-- Given text follows --

Statewide opioid trial to conclude next week in Charleston

CHARLESTON, W.Va. — State Attorney General Patrick Morrisey says the state is preparing to wrap up a nearly two-month long trial against opioid manufacturers next week.

West Virginia Attorney General Patrick Morrisey (File)

“Next week, we expect that we’ll have closings at the trial. I think that we’re going to be done by about the 26th (of May) we should be complete,” Morrisey said on Tuesday’s “580 Live” heard on 580-WCHS.

The trial started back on April 4 at the Kanawha County Courthouse.

Attorneys with the state claim three drug makers Johnson & Johnson subsidiary Janssen Pharmaceuticals Inc., Teva Pharmaceuticals and Allergan Finance LLC used unfair marketing practices to push pain pills into the region. The lawsuit was filed in 2019.

“We’ve argued that there were many misleading initiatives to convince an array of people that these products weren’t as dangerous as they really were,” Morrisey said.

The state and Janssen reached a $99 million settlement a few weeks into the trial on April 18.

-- Given text concluded --
-- Given records follows --

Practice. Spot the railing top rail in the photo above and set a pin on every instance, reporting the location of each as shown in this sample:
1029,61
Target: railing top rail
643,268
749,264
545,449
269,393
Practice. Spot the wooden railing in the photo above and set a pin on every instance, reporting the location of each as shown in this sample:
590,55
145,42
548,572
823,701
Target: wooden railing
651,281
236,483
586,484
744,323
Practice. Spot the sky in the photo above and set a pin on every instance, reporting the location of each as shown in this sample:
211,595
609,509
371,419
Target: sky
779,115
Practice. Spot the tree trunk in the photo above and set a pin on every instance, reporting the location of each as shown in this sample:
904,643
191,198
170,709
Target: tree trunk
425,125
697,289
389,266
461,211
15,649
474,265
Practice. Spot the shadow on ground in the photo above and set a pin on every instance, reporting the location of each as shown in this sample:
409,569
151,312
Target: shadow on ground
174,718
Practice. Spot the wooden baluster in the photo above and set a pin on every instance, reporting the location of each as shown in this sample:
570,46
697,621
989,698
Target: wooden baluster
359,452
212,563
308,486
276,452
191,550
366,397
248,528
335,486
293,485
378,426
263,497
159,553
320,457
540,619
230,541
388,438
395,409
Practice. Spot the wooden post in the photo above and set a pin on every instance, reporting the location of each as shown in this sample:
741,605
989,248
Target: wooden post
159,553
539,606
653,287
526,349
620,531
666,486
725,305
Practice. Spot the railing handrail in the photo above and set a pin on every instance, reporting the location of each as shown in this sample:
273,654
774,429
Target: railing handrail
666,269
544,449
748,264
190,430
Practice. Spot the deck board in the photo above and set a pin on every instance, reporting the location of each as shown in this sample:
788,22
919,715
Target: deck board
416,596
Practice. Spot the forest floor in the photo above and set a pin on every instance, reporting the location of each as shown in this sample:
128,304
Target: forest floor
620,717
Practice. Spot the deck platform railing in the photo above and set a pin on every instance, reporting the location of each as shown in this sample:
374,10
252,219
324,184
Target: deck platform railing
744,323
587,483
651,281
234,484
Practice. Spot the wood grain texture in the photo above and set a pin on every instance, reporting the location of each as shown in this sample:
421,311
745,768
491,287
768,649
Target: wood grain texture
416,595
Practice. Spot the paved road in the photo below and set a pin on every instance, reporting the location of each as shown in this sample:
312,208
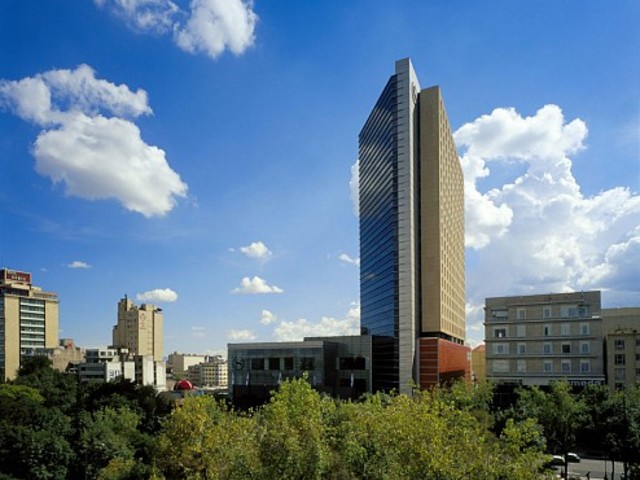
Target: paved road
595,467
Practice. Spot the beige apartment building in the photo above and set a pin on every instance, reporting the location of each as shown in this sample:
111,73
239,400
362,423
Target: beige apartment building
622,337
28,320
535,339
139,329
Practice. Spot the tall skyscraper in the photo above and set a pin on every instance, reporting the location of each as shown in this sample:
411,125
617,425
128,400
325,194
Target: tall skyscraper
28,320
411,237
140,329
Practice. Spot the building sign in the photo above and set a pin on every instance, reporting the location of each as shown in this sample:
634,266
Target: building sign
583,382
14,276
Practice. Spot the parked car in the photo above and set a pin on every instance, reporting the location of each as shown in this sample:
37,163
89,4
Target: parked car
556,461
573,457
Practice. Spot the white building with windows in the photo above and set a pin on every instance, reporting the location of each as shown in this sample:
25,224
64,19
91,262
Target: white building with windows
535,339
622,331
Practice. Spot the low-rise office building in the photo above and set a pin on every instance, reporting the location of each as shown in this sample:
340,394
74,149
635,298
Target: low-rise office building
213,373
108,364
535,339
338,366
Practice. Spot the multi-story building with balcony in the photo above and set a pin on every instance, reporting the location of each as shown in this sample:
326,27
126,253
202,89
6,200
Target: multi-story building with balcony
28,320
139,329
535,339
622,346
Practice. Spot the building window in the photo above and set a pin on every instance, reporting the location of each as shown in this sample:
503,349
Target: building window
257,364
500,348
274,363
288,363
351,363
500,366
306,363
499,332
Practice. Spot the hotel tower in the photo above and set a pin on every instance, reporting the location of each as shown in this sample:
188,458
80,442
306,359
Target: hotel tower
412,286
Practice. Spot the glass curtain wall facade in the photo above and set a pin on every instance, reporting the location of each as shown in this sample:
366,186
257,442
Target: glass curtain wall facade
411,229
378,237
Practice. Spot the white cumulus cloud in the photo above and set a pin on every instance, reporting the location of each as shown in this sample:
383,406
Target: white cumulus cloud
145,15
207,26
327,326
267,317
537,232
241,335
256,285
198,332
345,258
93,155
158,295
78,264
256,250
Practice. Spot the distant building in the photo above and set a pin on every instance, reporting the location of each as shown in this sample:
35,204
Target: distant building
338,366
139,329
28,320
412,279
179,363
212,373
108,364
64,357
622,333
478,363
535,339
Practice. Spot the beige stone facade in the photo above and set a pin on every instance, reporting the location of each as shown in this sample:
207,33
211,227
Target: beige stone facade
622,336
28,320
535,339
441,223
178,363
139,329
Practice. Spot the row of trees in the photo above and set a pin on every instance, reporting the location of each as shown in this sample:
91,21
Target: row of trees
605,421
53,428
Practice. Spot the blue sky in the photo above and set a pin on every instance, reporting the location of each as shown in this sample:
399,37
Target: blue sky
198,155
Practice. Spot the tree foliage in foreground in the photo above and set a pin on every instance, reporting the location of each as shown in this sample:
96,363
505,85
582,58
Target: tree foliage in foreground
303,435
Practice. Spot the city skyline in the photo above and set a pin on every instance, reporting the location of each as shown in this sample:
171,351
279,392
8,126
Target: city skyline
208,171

-- Given records concluded --

— About this exercise —
Return everything in the opioid trial article from "CHARLESTON, W.Va. —" down to "Kanawha County Courthouse.", copied word for word. The listing plays no part in what comes next.

— Response area —
CHARLESTON, W.Va. — State Attorney General Patrick Morrisey says the state is preparing to wrap up a nearly two-month long trial against opioid manufacturers next week.

West Virginia Attorney General Patrick Morrisey (File)

“Next week, we expect that we’ll have closings at the trial. I think that we’re going to be done by about the 26th (of May) we should be complete,” Morrisey said on Tuesday’s “580 Live” heard on 580-WCHS.

The trial started back on April 4 at the Kanawha County Courthouse.